**Requirements:**
Rescale the stretch of the data from the line containing "indicate the window, one dot per instance" through the end, writing out every line again, requests included. Multiply each point coordinate in the answers by 1.5 and round to whole numbers, halves up, leaving the requests and their format samples unchanged.

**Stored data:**

● ● ● ●

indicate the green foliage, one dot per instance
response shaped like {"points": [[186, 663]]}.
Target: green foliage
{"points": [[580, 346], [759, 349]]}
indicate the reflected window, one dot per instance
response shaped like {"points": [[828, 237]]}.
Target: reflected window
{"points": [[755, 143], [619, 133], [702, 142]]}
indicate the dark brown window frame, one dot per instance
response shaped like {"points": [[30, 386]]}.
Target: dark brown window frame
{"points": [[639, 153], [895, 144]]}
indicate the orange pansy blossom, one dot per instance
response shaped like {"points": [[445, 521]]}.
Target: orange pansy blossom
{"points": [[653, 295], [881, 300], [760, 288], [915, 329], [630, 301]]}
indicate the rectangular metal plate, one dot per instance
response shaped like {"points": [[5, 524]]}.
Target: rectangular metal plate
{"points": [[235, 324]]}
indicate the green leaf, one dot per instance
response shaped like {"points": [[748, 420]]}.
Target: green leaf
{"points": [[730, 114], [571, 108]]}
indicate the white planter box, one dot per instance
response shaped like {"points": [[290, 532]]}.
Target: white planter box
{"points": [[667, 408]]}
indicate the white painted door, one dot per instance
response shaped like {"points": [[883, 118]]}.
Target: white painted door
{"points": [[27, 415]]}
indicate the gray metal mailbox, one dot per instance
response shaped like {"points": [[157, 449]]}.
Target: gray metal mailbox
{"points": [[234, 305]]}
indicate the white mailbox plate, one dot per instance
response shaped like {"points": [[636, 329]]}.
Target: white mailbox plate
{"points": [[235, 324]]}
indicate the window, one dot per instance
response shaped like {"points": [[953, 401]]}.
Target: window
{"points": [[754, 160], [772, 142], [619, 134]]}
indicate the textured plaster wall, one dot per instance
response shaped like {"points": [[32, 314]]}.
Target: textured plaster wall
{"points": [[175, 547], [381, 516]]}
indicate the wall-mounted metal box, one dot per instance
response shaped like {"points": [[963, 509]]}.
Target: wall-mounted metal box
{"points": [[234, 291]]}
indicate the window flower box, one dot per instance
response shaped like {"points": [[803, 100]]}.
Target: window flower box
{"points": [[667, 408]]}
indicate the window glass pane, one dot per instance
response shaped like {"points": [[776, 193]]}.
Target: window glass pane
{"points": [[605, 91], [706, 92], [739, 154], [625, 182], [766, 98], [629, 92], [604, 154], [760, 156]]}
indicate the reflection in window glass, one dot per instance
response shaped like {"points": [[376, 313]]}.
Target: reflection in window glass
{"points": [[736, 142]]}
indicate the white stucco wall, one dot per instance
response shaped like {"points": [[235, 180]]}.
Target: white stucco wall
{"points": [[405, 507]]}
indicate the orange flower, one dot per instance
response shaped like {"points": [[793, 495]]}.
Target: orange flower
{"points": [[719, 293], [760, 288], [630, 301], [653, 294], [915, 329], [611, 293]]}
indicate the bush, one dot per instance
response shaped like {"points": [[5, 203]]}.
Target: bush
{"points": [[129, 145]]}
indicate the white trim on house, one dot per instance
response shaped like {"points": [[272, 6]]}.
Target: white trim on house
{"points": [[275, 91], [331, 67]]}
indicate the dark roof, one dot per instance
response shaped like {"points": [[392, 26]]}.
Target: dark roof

● ● ● ●

**Solution for this problem:**
indicate the window, one dot per instance
response shaped like {"points": [[953, 401]]}.
Target: window
{"points": [[1131, 240], [1158, 213], [929, 201]]}
indicate the textured plaster wall, one dot per instance
response shaped like {"points": [[32, 314]]}.
Target: textured plaster wall
{"points": [[263, 821], [572, 774]]}
indicate the wall-mounted metal box, one dot per instance
response shaped like {"points": [[963, 509]]}.
Target: wall-mounted metal box
{"points": [[351, 437]]}
indicate the window flower box, one dot per instance
response shaped like {"points": [[803, 100]]}.
Target: window flower box
{"points": [[1001, 612]]}
indicate the window glass pane, one dot per instance
response shaped like {"points": [[776, 193]]}.
Target: window glass pane
{"points": [[908, 137], [1059, 138], [1109, 231], [938, 273], [1149, 147], [944, 138], [906, 231], [1140, 234]]}
indicate the reflection in window glass, one dot per instance
response shaped like {"points": [[376, 313]]}.
Target: reflection in window glass
{"points": [[1104, 213]]}
indicate the white stucco wall, one dot per instance
response shaped like {"points": [[235, 180]]}.
Target: white stucco wall
{"points": [[608, 761]]}
indicate the orange flower, one dot per instance
response shaped like {"points": [[793, 495]]}.
Target: orange flower
{"points": [[1079, 440], [1140, 432], [945, 452], [980, 441], [1373, 494], [917, 440]]}
indicate the bush, one dot per instance
response shaped like {"points": [[5, 203]]}.
Target: bush
{"points": [[194, 218]]}
indicate the white trim on house, one dot per instance
response shaped like {"points": [[272, 6]]}.
Target: white trim on house
{"points": [[413, 137], [497, 101]]}
indicate the dark roof, one dot per instance
response shaped like {"points": [[392, 26]]}.
Target: dark roof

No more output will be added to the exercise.